Saved data entries:
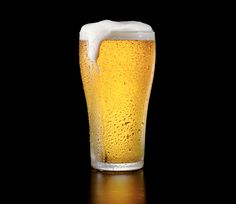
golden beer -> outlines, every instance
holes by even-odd
[[[115,170],[142,168],[155,41],[106,39],[92,62],[88,41],[80,40],[79,53],[92,166],[102,170],[113,169],[112,165]]]

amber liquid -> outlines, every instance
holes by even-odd
[[[80,41],[80,69],[90,128],[91,159],[106,163],[143,160],[155,41],[105,40],[96,62]]]

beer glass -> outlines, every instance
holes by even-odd
[[[155,36],[153,31],[113,33],[111,39],[101,42],[95,62],[88,57],[88,41],[79,41],[91,165],[95,169],[131,171],[144,165],[156,50],[155,37],[145,40],[148,35]]]

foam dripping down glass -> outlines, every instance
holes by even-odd
[[[155,46],[152,28],[141,22],[105,20],[81,28],[79,61],[95,169],[144,165]]]

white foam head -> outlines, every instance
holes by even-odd
[[[96,61],[99,46],[105,39],[154,40],[155,33],[150,25],[137,21],[104,20],[86,24],[80,30],[80,40],[88,41],[88,56],[91,61]]]

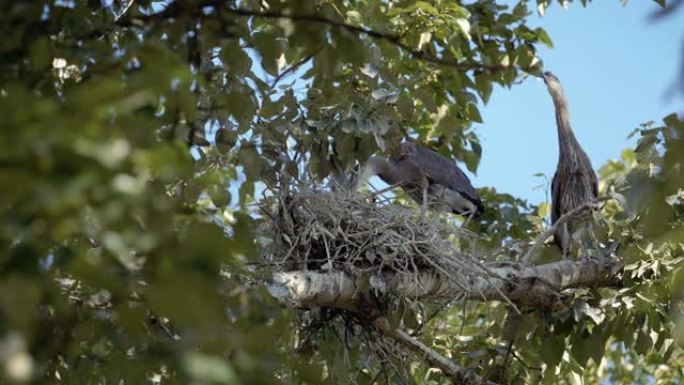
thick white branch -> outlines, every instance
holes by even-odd
[[[507,300],[518,307],[553,308],[561,303],[561,290],[615,284],[621,269],[622,263],[605,258],[577,262],[564,260],[534,267],[513,264],[490,266],[484,269],[483,275],[471,278],[465,285],[428,272],[419,275],[384,273],[369,279],[357,279],[364,282],[362,286],[370,286],[366,290],[419,300],[453,299],[468,295],[473,299]],[[358,311],[385,337],[440,368],[454,383],[496,385],[460,367],[406,332],[392,328],[385,317],[364,314],[368,310],[367,296],[359,290],[356,280],[344,272],[276,273],[268,289],[271,295],[291,307],[333,307]]]
[[[490,266],[467,284],[442,275],[384,273],[370,277],[371,291],[404,295],[418,300],[445,300],[463,296],[481,300],[507,300],[519,307],[552,308],[559,292],[573,287],[613,285],[622,263],[604,258],[563,260],[545,265]],[[340,271],[290,271],[276,273],[269,284],[271,295],[291,307],[358,309],[362,300],[355,279]]]

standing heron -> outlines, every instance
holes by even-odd
[[[451,160],[420,144],[404,142],[397,156],[370,157],[358,181],[371,175],[401,187],[423,207],[429,205],[469,218],[484,212],[477,191],[463,171]]]
[[[598,180],[591,161],[582,150],[570,127],[568,101],[558,78],[542,74],[556,109],[558,125],[558,166],[551,182],[551,223],[567,212],[591,202],[598,195]],[[563,255],[567,255],[572,234],[581,228],[581,220],[564,223],[554,235]]]

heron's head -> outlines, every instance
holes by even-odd
[[[544,79],[544,83],[546,83],[546,88],[549,89],[549,93],[551,94],[551,96],[563,95],[563,87],[561,87],[560,80],[558,80],[556,75],[552,74],[549,71],[546,71],[542,74],[542,78]]]

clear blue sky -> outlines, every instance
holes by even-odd
[[[625,7],[596,0],[568,10],[554,4],[530,20],[553,39],[555,47],[539,55],[563,83],[573,128],[595,169],[633,145],[626,136],[639,123],[684,111],[681,95],[668,97],[684,48],[684,12],[651,22],[656,9],[651,0]],[[481,112],[485,122],[477,132],[484,150],[473,184],[532,203],[545,200],[546,190],[535,189],[544,180],[533,175],[553,176],[558,142],[544,83],[529,78],[512,89],[497,88]]]

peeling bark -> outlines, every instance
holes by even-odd
[[[380,294],[405,295],[417,300],[504,300],[517,307],[550,309],[561,305],[560,291],[577,287],[614,286],[622,263],[613,258],[563,260],[539,266],[490,266],[468,285],[424,272],[418,276],[384,273],[370,277],[370,289]],[[355,279],[341,271],[276,273],[268,285],[271,295],[291,307],[333,307],[354,310],[362,295]]]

Task description –
Reproduce the whole of the data, word for word, and omit its pictures.

Written answer –
golden beer -> outlines, every instance
holes by even-odd
[[[115,170],[142,168],[155,41],[106,39],[92,62],[88,41],[80,40],[79,53],[92,166],[102,170],[113,169],[112,165]]]

amber liquid -> outlines, every instance
holes by even-odd
[[[80,41],[80,69],[90,128],[91,159],[106,163],[143,160],[155,41],[105,40],[96,62]]]

beer glass -> outlines, every instance
holes by even-odd
[[[155,36],[153,31],[113,33],[111,39],[101,42],[95,62],[88,57],[88,41],[79,41],[91,165],[95,169],[131,171],[144,165],[156,50],[155,37],[145,40],[148,35]]]

foam dripping down glass -> outlines, every instance
holes by even-odd
[[[155,46],[152,28],[141,22],[105,20],[81,28],[79,61],[95,169],[144,165]]]

white foam head -> outlines, every instance
holes by even-odd
[[[96,61],[99,46],[105,39],[154,40],[155,33],[150,25],[137,21],[104,20],[86,24],[80,30],[80,40],[88,41],[88,56],[91,61]]]

thick white branch -> outlines, every instance
holes by even-odd
[[[507,300],[518,307],[553,308],[561,303],[561,290],[615,284],[621,269],[622,263],[605,258],[577,262],[564,260],[534,267],[513,264],[490,266],[484,269],[483,275],[471,278],[465,285],[428,272],[419,275],[384,273],[369,279],[357,279],[364,282],[362,286],[370,286],[366,290],[419,300],[453,299],[468,295],[473,299]],[[358,311],[385,337],[440,368],[454,383],[496,385],[460,367],[406,332],[392,328],[385,317],[364,314],[368,310],[367,296],[359,290],[356,280],[344,272],[276,273],[268,289],[271,295],[291,307],[333,307]]]
[[[490,266],[467,284],[442,275],[384,273],[370,277],[371,291],[404,295],[418,300],[445,300],[463,296],[481,300],[507,300],[519,307],[552,308],[559,292],[573,287],[613,285],[622,263],[604,258],[563,260],[545,265]],[[340,271],[290,271],[276,273],[269,284],[271,295],[291,307],[358,309],[362,300],[355,279]]]

standing heron -> outlines, every instance
holes by even-odd
[[[451,160],[420,144],[404,142],[397,156],[370,157],[358,181],[371,175],[401,187],[423,207],[429,205],[469,218],[484,212],[477,191],[463,171]]]
[[[598,180],[591,161],[582,150],[570,127],[568,101],[558,78],[542,74],[556,109],[558,125],[558,166],[551,182],[551,223],[567,212],[591,202],[598,195]],[[563,255],[567,255],[572,234],[581,228],[581,220],[564,223],[554,235]]]

heron's head -> outlines, every instance
holes by even-odd
[[[544,79],[544,83],[546,83],[546,88],[549,89],[549,93],[551,94],[551,96],[563,95],[563,87],[561,87],[560,80],[558,80],[556,75],[552,74],[549,71],[546,71],[542,74],[542,78]]]

clear blue sky -> outlines, every instance
holes by even-odd
[[[625,7],[596,0],[568,10],[554,4],[530,20],[553,39],[555,47],[539,55],[563,83],[573,128],[595,169],[633,145],[626,136],[639,123],[684,111],[681,95],[668,97],[684,48],[684,12],[651,22],[656,9],[651,0]],[[481,112],[485,122],[477,132],[484,150],[473,184],[532,203],[545,200],[546,190],[535,189],[544,180],[533,175],[553,176],[558,142],[544,83],[529,78],[512,89],[497,88]]]

peeling bark -> outlines, every instance
holes by even-odd
[[[380,294],[405,295],[417,300],[504,300],[517,307],[550,309],[561,305],[560,291],[577,287],[614,286],[622,263],[613,258],[563,260],[539,266],[490,266],[468,285],[424,272],[418,276],[384,273],[370,277],[370,289]],[[355,279],[341,271],[276,273],[268,285],[271,295],[291,307],[333,307],[354,310],[362,295]]]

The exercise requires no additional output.